Exercise passage ->
--------------------------------

StackOverflow is Internet Age help

ChatGPT is post-Internet Age help

In ascending order of helpfulness (modulo LLM confabulation)




There is a pre-internet and Internet pre-Stackoverflow bit. Called O'reilly books.

Learning to program for example Perl. I had the learning book, the reference book and the cookbook. learning I did once, the reference had post its on it and was on my work desk. The cookbook was more the facebook type you read it on the toilet.

They had books on everything that were the industry standard. DNS, Apache, Javascript, ... The revised them regularly. For Js had the 1st, 2nd, 3rd edition. I know this sounds all ancients like real paper books. But even work had O'reilly subscription so you could order what you need.

--------------------------------

Data excerpt ->
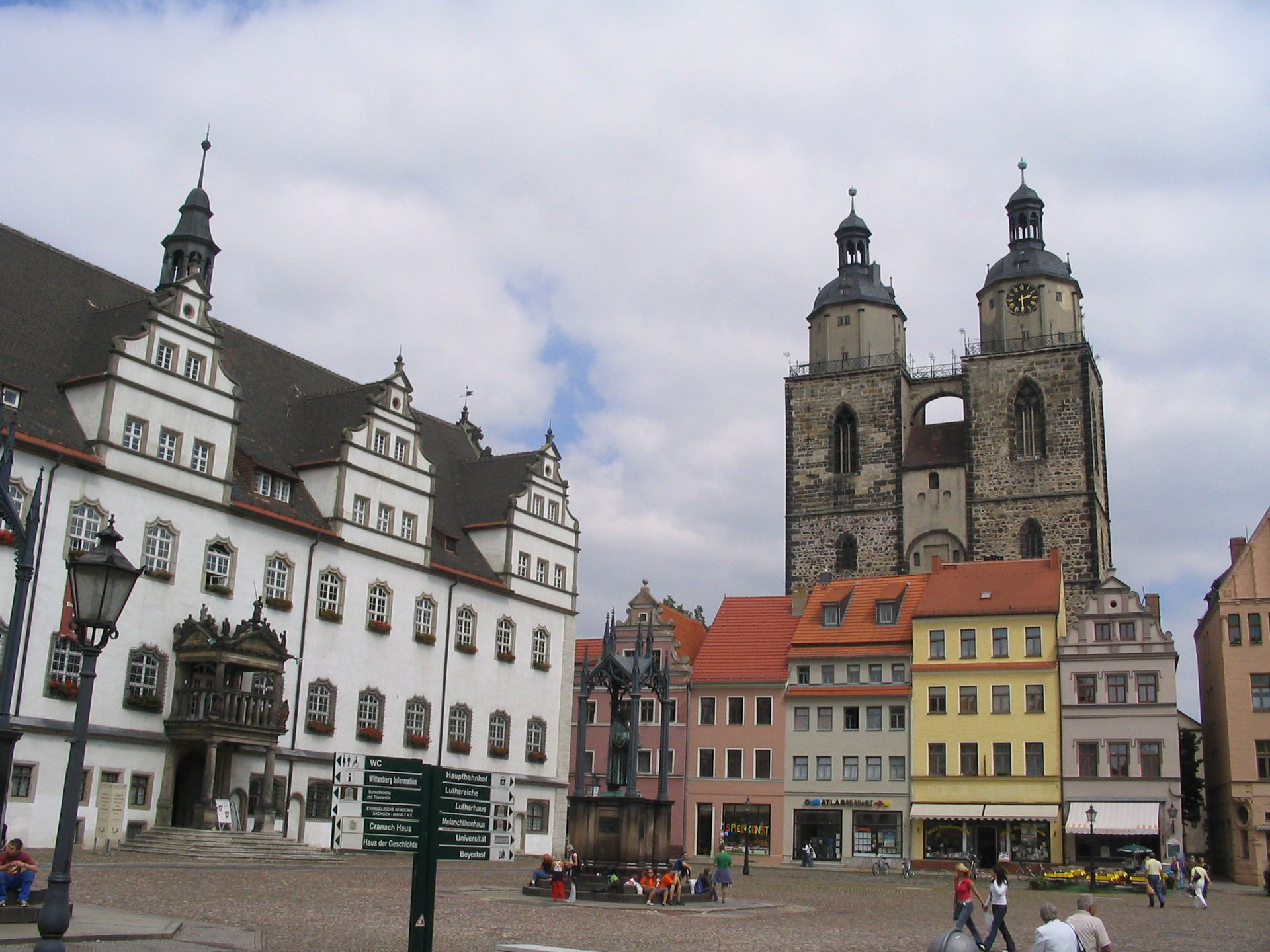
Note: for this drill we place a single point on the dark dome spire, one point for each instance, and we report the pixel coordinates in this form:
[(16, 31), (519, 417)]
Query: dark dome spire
[(190, 249)]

--------------------------------

Required work ->
[a] In the text about programming help, where did the writer keep the Perl reference book?
[b] Go on with the text about programming help after its last sentence.

Results of the exercise ->
[a] On the writer's work desk, with post-its on it.

[b]
For me it was O'reilly books, man pages. But lets not forget when you installed Linux like RedHat (not fedora yet) you could install the linux howtos. Oh boy did I learn a lot from them too: https://tldp.org/HOWTO/HOWTO-INDEX/howtos.html

Finally there was IRC if you were stuck but this was off course the internet stage. I just went online to ask a question, dialup was expensive ;)


> (modulo LLM confabulation)

As of now, there is no LLM without confabulation, so your third item is effectively "hypothetical fantasy ChatGPT that we hope will be available some time in the future", not the actual tools we have right now.


And in descending order of correctness.

ChatGPT inherited "confidently wrong" and "misunderstanding question and then answering to question they misunderstood" from stackoverflow


I wonder if chatgpt will start “closing” questions as “not a good fit for its Q&A format,” or “too opinionated,” or “a duplicate” of something that is acutely unrelated.

Actually, this seems to be a case where chatgpt is smarter than the humans.


ChatGPT will not be able to hallucinate options to find and grep and ls because they all use every single letter of the alphabet.


A recent example: I used ChatGPT 4 to draft an mkvmerge command - take 2 video files, and merge them by only copying certain audio and subtitle tracks from the second file into the first file.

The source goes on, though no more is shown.